▶ [EXERCISE DETAILS]:
Lay out the lines below as a Markdown table with the columns Row and Line, giving each row a number and skipping blank lines. Leave the pictures out of the answer.

▶ [EXTRACTED DATA]:
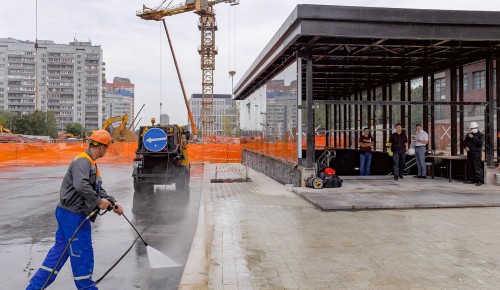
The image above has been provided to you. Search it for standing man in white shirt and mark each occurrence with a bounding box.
[413,124,429,178]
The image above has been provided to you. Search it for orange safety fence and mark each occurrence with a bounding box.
[0,142,242,166]
[188,144,242,163]
[0,142,137,166]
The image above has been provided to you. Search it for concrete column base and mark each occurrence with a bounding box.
[300,167,316,187]
[484,166,500,185]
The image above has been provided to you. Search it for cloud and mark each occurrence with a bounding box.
[0,0,500,124]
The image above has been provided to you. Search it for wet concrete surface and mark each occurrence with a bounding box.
[0,165,203,290]
[292,176,500,211]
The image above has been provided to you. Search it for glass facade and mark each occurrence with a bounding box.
[240,62,297,163]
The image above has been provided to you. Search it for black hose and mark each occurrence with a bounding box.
[122,213,148,247]
[94,230,144,285]
[41,208,99,290]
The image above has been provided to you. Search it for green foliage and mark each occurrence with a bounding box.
[11,111,57,138]
[222,114,234,136]
[65,123,86,137]
[0,110,16,128]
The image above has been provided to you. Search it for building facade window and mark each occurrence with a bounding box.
[472,70,485,90]
[434,78,446,100]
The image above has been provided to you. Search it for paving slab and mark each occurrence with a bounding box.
[180,168,500,290]
[207,163,248,182]
[292,176,500,211]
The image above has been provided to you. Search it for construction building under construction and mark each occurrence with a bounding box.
[234,5,500,185]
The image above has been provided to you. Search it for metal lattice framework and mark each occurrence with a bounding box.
[136,0,239,140]
[198,13,217,140]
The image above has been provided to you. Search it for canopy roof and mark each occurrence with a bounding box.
[235,5,500,100]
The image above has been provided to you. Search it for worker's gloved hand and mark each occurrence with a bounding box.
[97,198,112,210]
[113,202,123,215]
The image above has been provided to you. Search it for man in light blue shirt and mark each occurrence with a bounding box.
[414,124,429,178]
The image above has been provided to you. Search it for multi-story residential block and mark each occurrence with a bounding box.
[102,91,134,128]
[188,94,238,135]
[160,114,170,125]
[0,38,105,131]
[102,77,135,127]
[106,77,135,118]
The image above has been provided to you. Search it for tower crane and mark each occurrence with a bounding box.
[136,0,240,140]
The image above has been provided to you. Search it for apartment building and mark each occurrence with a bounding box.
[188,94,238,135]
[106,77,135,118]
[0,38,105,131]
[102,92,134,128]
[102,77,135,127]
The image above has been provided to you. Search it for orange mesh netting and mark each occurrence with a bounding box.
[0,142,242,166]
[188,144,242,163]
[0,142,137,166]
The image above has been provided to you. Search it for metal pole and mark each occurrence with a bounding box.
[495,53,500,158]
[354,93,361,148]
[406,79,413,134]
[485,53,498,166]
[306,51,315,168]
[325,104,332,147]
[162,19,198,135]
[430,72,436,152]
[458,65,465,154]
[400,79,406,128]
[450,60,457,156]
[422,72,429,132]
[382,86,388,152]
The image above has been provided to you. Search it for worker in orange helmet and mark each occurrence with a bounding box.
[26,130,123,290]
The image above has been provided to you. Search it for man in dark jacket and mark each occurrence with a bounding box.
[26,130,123,290]
[463,122,484,186]
[388,123,408,180]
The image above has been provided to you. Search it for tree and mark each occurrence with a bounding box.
[0,110,17,129]
[12,111,57,138]
[222,114,234,136]
[65,123,86,137]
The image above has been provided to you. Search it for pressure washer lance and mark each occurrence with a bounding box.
[41,207,102,290]
[41,199,181,290]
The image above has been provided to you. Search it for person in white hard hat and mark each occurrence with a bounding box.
[413,124,429,178]
[463,122,484,186]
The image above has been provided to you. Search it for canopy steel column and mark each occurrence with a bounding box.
[354,93,360,148]
[484,52,498,166]
[429,72,436,151]
[325,104,332,147]
[342,105,349,148]
[347,95,352,148]
[306,50,315,168]
[422,72,429,132]
[388,84,392,137]
[359,92,368,128]
[333,105,339,147]
[458,65,465,154]
[370,89,377,150]
[400,79,406,128]
[382,86,387,152]
[403,79,413,134]
[450,60,462,156]
[366,90,373,128]
[495,56,500,158]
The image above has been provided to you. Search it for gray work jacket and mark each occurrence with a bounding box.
[58,149,115,215]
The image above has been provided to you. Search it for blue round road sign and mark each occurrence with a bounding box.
[142,128,167,152]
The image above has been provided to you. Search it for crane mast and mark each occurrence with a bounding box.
[137,0,239,141]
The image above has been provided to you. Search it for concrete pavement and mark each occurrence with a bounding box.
[180,166,500,289]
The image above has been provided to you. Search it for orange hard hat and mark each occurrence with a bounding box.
[89,130,113,146]
[325,167,335,176]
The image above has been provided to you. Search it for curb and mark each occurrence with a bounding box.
[179,162,214,289]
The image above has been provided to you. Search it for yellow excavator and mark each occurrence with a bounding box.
[0,126,12,133]
[57,132,75,142]
[102,114,128,141]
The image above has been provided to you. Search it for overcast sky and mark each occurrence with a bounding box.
[0,0,500,124]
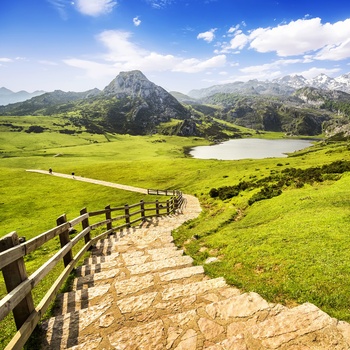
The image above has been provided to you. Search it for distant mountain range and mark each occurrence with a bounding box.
[0,70,350,141]
[0,87,45,106]
[188,73,350,99]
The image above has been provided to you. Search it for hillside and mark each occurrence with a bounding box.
[0,87,45,106]
[0,71,350,141]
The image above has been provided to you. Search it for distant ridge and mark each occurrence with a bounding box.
[0,87,45,106]
[188,73,350,99]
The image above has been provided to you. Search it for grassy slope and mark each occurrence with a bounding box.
[0,117,350,345]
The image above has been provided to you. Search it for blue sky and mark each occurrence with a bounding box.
[0,0,350,93]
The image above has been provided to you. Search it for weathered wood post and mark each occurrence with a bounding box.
[80,208,91,244]
[156,199,159,216]
[124,204,130,228]
[56,214,73,267]
[105,205,112,231]
[0,232,34,330]
[140,199,145,221]
[173,194,178,212]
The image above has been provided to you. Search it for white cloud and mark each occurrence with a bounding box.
[227,24,239,34]
[315,39,350,61]
[197,28,217,43]
[226,31,249,51]
[294,67,341,79]
[132,16,141,27]
[38,60,58,66]
[64,30,226,79]
[47,0,69,20]
[222,18,350,61]
[76,0,117,17]
[147,0,173,9]
[173,55,226,73]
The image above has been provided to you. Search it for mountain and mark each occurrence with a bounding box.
[0,87,45,106]
[0,89,101,115]
[0,70,193,135]
[0,70,350,141]
[102,70,189,122]
[188,73,350,99]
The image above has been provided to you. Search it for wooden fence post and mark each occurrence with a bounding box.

▶ [FINAL RESULT]:
| Row | Line |
|---|---|
| 1 | The image above has been provided to you. Search it for standing man in white shirt and mark each occurrence with a bounding box. |
| 2 | [413,124,429,178] |
| 3 | The image above has been provided to you. Search it for orange safety fence and mark each occurrence with a bounding box. |
| 4 | [0,142,242,166] |
| 5 | [188,144,242,163] |
| 6 | [0,142,137,166] |
| 7 | The image above has been provided to you. Search it for concrete column base and mark each occurrence with a bounding box. |
| 8 | [300,167,316,187] |
| 9 | [484,166,500,185] |
| 10 | The image above has been provided to you. Search it for cloud and mark each occurrence with a bounding box. |
| 11 | [0,0,500,124] |
| 12 | The image above has been provided to you. Search it for wet concrete surface and mark each occurrence with a bounding box. |
| 13 | [0,165,203,290] |
| 14 | [292,176,500,211] |
| 15 | The image above has been provided to you. Search it for glass facade and mark each occurrence with a bounding box. |
| 16 | [240,62,297,163] |
| 17 | The image above has been provided to you. Search it for black hose and mark each occurrence with a bounding box. |
| 18 | [122,213,148,247] |
| 19 | [94,230,144,285] |
| 20 | [41,208,99,290] |
| 21 | The image above has been provided to you. Search it for green foliage and mark each occurrence with a bounding box. |
| 22 | [11,111,57,138] |
| 23 | [222,114,234,136] |
| 24 | [65,123,86,137] |
| 25 | [0,110,16,128] |
| 26 | The image above has been provided to you. Search it for building facade window and mark each occurrence with a bounding box. |
| 27 | [472,70,485,90] |
| 28 | [434,78,446,100] |
| 29 | The image above has been provided to you. Search it for paving slab and mark each occurrence with a bounding box. |
| 30 | [180,168,500,290] |
| 31 | [207,163,248,182] |
| 32 | [292,176,500,211] |
| 33 | The image above has been provided to you. Search it for construction building under construction and mark each occurrence with a bounding box. |
| 34 | [234,5,500,185] |
| 35 | The image above has been provided to you. Search it for metal lattice framework and mark each occurrence with a bounding box. |
| 36 | [136,0,239,140] |
| 37 | [198,13,217,140] |
| 38 | The image above has been provided to you. Search it for canopy roof and mark each occurrence with a bounding box. |
| 39 | [235,5,500,100] |
| 40 | The image above has been provided to you. Search it for worker's gloved hand and mark each occurrence with a bounding box. |
| 41 | [97,198,112,210] |
| 42 | [113,202,123,215] |
| 43 | The image above has been provided to you. Search it for man in light blue shirt and mark each occurrence with a bounding box. |
| 44 | [414,124,429,178] |
| 45 | The image above has been provided to you. Search it for multi-story residential block and mark each occurrence with a bounding box. |
| 46 | [102,91,134,128] |
| 47 | [188,94,238,135] |
| 48 | [160,114,170,125] |
| 49 | [0,38,105,131] |
| 50 | [102,77,135,127] |
| 51 | [106,77,135,118] |
| 52 | The image above has been provided to you. Search it for tower crane and mark each occurrence with a bounding box. |
| 53 | [136,0,240,140] |
| 54 | The image above has been provided to you. Search it for apartment building and mark each occurrence with a bounding box. |
| 55 | [188,94,238,135] |
| 56 | [106,77,135,118] |
| 57 | [0,38,105,131] |
| 58 | [102,92,134,128] |
| 59 | [102,77,135,127] |
| 60 | The image above has been provided to you. Search it for orange mesh netting and mark each occurrence with a bounding box. |
| 61 | [0,142,242,166] |
| 62 | [188,144,242,163] |
| 63 | [0,142,137,166] |
| 64 | The image above has been provided to you. Search it for metal pole and mark each occurrence with a bounding box. |
| 65 | [495,53,500,158] |
| 66 | [354,93,361,148] |
| 67 | [406,79,413,134] |
| 68 | [485,53,498,166] |
| 69 | [306,51,315,168] |
| 70 | [325,104,332,147] |
| 71 | [162,19,198,135] |
| 72 | [430,72,436,152] |
| 73 | [458,65,465,154] |
| 74 | [400,79,406,128] |
| 75 | [450,60,457,156] |
| 76 | [422,72,429,132] |
| 77 | [382,86,388,152] |
| 78 | The image above has been provided to you. Search it for worker in orange helmet and mark each occurrence with a bounding box. |
| 79 | [26,130,123,290] |
| 80 | The image above has been provided to you. Search it for man in dark jacket and mark each occurrence with a bounding box. |
| 81 | [26,130,123,290] |
| 82 | [463,122,484,186] |
| 83 | [388,123,408,180] |
| 84 | The image above has been provided to you. Search it for tree and mark each occurrence with a bounding box. |
| 85 | [0,110,17,129] |
| 86 | [12,111,57,138] |
| 87 | [222,114,234,136] |
| 88 | [65,123,86,137] |
| 89 | The image above has been provided to you. Search it for pressure washer lance and mark each occurrence with a bounding box. |
| 90 | [41,207,102,290] |
| 91 | [41,199,181,290] |
| 92 | The image above has been provided to you. Search it for person in white hard hat and mark each occurrence with a bounding box. |
| 93 | [413,124,429,178] |
| 94 | [463,122,484,186] |
| 95 | The image above has been provided to you. Search it for canopy steel column and mark each occurrence with a bounding box. |
| 96 | [354,93,360,148] |
| 97 | [484,52,498,166] |
| 98 | [429,72,436,151] |
| 99 | [325,104,332,147] |
| 100 | [342,105,349,148] |
| 101 | [347,95,352,148] |
| 102 | [306,50,315,168] |
| 103 | [422,72,429,132] |
| 104 | [388,84,392,137] |
| 105 | [359,92,368,128] |
| 106 | [333,105,339,147] |
| 107 | [458,65,465,154] |
| 108 | [370,89,377,150] |
| 109 | [400,79,406,128] |
| 110 | [382,86,387,152] |
| 111 | [403,79,413,134] |
| 112 | [450,60,462,156] |
| 113 | [366,90,373,128] |
| 114 | [495,56,500,158] |
| 115 | The image above has been provided to you. Search it for gray work jacket and mark each occurrence with a bounding box. |
| 116 | [58,149,115,215] |
| 117 | The image above has been provided to you. Search it for blue round road sign and mark each occurrence with a bounding box. |
| 118 | [142,128,167,152] |
| 119 | The image above has been provided to you. Search it for crane mast and mark each occurrence with a bounding box. |
| 120 | [137,0,239,141] |
| 121 | The image above has been provided to you. Search it for concrete pavement and mark each occurrence with a bounding box. |
| 122 | [180,166,500,289] |
| 123 | The image above has been provided to you. Search it for orange hard hat and mark each occurrence with a bounding box. |
| 124 | [89,130,113,146] |
| 125 | [325,167,335,176] |
| 126 | The image above has been provided to you. Search it for curb and mark each occurrence with a bounding box. |
| 127 | [179,162,214,289] |
| 128 | The image above has been provided to you. Search it for yellow excavator and mark each occurrence with a bounding box. |
| 129 | [0,126,12,133] |
| 130 | [57,132,75,142] |
| 131 | [102,114,128,141] |
| 132 | The image above has been provided to you. Search it for overcast sky and mark each occurrence with a bounding box. |
| 133 | [0,0,500,124] |
| 134 | The image above has been provided to you. Search it for distant mountain range and mark each occurrence with a bounding box. |
| 135 | [0,70,350,141] |
| 136 | [0,87,45,106] |
| 137 | [188,73,350,99] |
| 138 | The image above has been provided to you. Search it for hillside and mark each occurrence with a bounding box. |
| 139 | [0,87,45,106] |
| 140 | [0,71,350,141] |
| 141 | The image above has been provided to you. Search it for distant ridge and mark each occurrence with a bounding box. |
| 142 | [0,87,45,106] |
| 143 | [188,73,350,99] |
| 144 | The image above has been provided to you. Search it for grassy slope and mark each occurrence with a bounding box. |
| 145 | [0,117,350,345] |
| 146 | The image above has been provided to you. Search it for blue sky and mark each occurrence with a bounding box. |
| 147 | [0,0,350,93] |
| 148 | The image above has been provided to you. Search it for weathered wood post and mark each occurrence with a bounding box. |
| 149 | [80,208,91,244] |
| 150 | [156,199,159,216] |
| 151 | [124,204,130,228] |
| 152 | [56,214,73,267] |
| 153 | [105,205,112,231] |
| 154 | [0,232,34,330] |
| 155 | [140,199,145,221] |
| 156 | [173,194,178,212] |
| 157 | The image above has been provided to you. Search it for white cloud and mark each occurrence with a bounding box. |
| 158 | [227,24,239,34] |
| 159 | [315,39,350,61] |
| 160 | [197,28,217,43] |
| 161 | [226,31,249,51] |
| 162 | [294,67,341,79] |
| 163 | [132,16,141,27] |
| 164 | [38,60,58,66] |
| 165 | [64,30,226,79] |
| 166 | [47,0,69,20] |
| 167 | [222,18,350,61] |
| 168 | [76,0,117,17] |
| 169 | [147,0,173,9] |
| 170 | [173,55,226,73] |
| 171 | The image above has been provided to you. Search it for mountain and mark each occurrence with a bounding box. |
| 172 | [0,87,45,106] |
| 173 | [0,89,101,115] |
| 174 | [0,70,193,135] |
| 175 | [0,70,350,141] |
| 176 | [102,70,189,122] |
| 177 | [188,73,350,99] |
| 178 | The image above has been provided to you. Search it for wooden fence post and mark each occurrence with a bounding box. |